* [Zu erledigende Aufgaben]
**1.** Welchen offiziellen Namen trägt Macau heute laut dem Text über Macau?
**2.** Schreib den Text über Macau weiter, und zwar im Anschluss an seinen letzten Satz.

Aber hier der Kurzüberblick: Macau liegt etwa 50km westlich von Hongkong ebenfalls am chinesischen Meer. Macau hat eine ähnliche Situation wie Hongkong, wobei man einfach „britisch“ gegen „portugiesisch“, „Finanzen“ gegen „Glücksspiel“ und 2047 gegen 2049 austauschen muss. Heißt im Klartext: Macau war eine portugiesische Kolonie bis ins Jahr 1999, wurde dann an die Chinesen zurückgegeben (ebenfalls mit einer 50 Jahre Übergangsfrist) und verdankt seinen Reichtum dem Glücksspiel. Und Macau ist sehr reich: Beim BIP pro Kopf ist es die drittreichste Nation der Welt.
Wenn es interessiert, hier ein detaillierter Überblick: Die Portugiesen kamen 1557 nach Macau und etablierten die Seehandelslinie Goa-Cochin-Malakka-Macau-Japan, worauf Macau seinen Reichtum ursprünglich begründete. Es ging dann über die Jahrhunderte auf und ab, aber Macau blieb bedeutend und entwickelte sich zu einem Anhängsel des britischen Hongkongs. Macau selbst war neutral und blieb von japanischer Besatzung im zweiten Weltkrieg verschont, aber die Gründung der Volksrepublik China nach dem zweiten Weltkrieg samt der Entwicklungen in Hongkong erhöhten den Druck auf Portugal, diese Kolonie aufzugeben. 1997 wurde die Rückgabe Hongkongs umgesetzt, zwei Jahre später jene von Macau. Und auch hier wurde eine 50-jährige Übergangsphase vereinbart – Macau hat heute offiziell den recht sperrigen Namen „Sonderverwaltungsregion Macau der Volksrepublik China“.

* [Datenauszug]

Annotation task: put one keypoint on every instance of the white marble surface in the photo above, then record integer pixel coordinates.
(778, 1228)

...

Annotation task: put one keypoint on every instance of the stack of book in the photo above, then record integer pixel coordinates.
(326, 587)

* [Ergebnisse je Aufgabe]
**1.** „Sonderverwaltungsregion Macau der Volksrepublik China“

**2.**
Macau bestand aus drei Inseln, wobei die beiden Inseln Taipa und Coloane durch Landaufschüttungen zusammenwuchsen und Macau, das ebenfalls durch Aufschüttungen mit dem Festland verbunden ist. Die beiden Teilen von Macau werden durch zahlreiche Brücken verbunden. Macau ist die „alte“ Stadt, Taipa ist der „neue“ Teil, wo wir mit der Fähre auch ankamen und daher unsere ersten Schritte machten. Vom Fährterminal kommend umschließt eine kleine Bahn (ähnlich den automatisierten Bahnen auf Flughäfen) diesen Bereich.
Ich habe mit Casinos im chinesischen Stil gerechnet: Groß und eher „uninspiriert“ – ohne den Chinesen unrecht zu tun, sie sind ja nicht gerade die architektonischen Feingeister, da geht es eher um groß und golden. Das hat man in Macau ebenfalls chinesisch gelöst: Dieser Teil des Stadtstaats ist eine Kopie von Las Vegas. Da gibt es das Venetian samt künstlichen Kanälen und Gondeln. Eine Kopie des Eiffelturms, eine Kopie der Londoner Innenstadt und viele, sehr viele Luxusgeschäfte. Bis vor dieser Reise hätte ich gezögert, das zusammenzufassen, aber wenn man das einmal mit den eigenen Augen gesehen hat: Chinesen lieben das Glücksspiel und sind nicht zimperlich zu zeigen, wenn sie Geld haben. Also auch in diesem Fall nicht unbedingt Feingeister. Und das zeigt sich in diesem Teil von Macau überdeutlich: Man protzt, es muss glitzern, laut und pompös. Gut, damit sind sie weltweit sicher nicht die Einzigen, aber so richtig sympathisch war es nicht.







Daneben gibt es noch eine kleine Altstadt mit der Rua do Cunha – eine kleine, enge Straße voll von Geschäften und Restaurants. Nicht nur der Name erinnert an die Portugiesen, es wirkt schon wie wenn man durch ein kleines Dorf in Spanien oder Portugal schlendern würde. Aber leider ist das auch ein Disneyland der Chinesen.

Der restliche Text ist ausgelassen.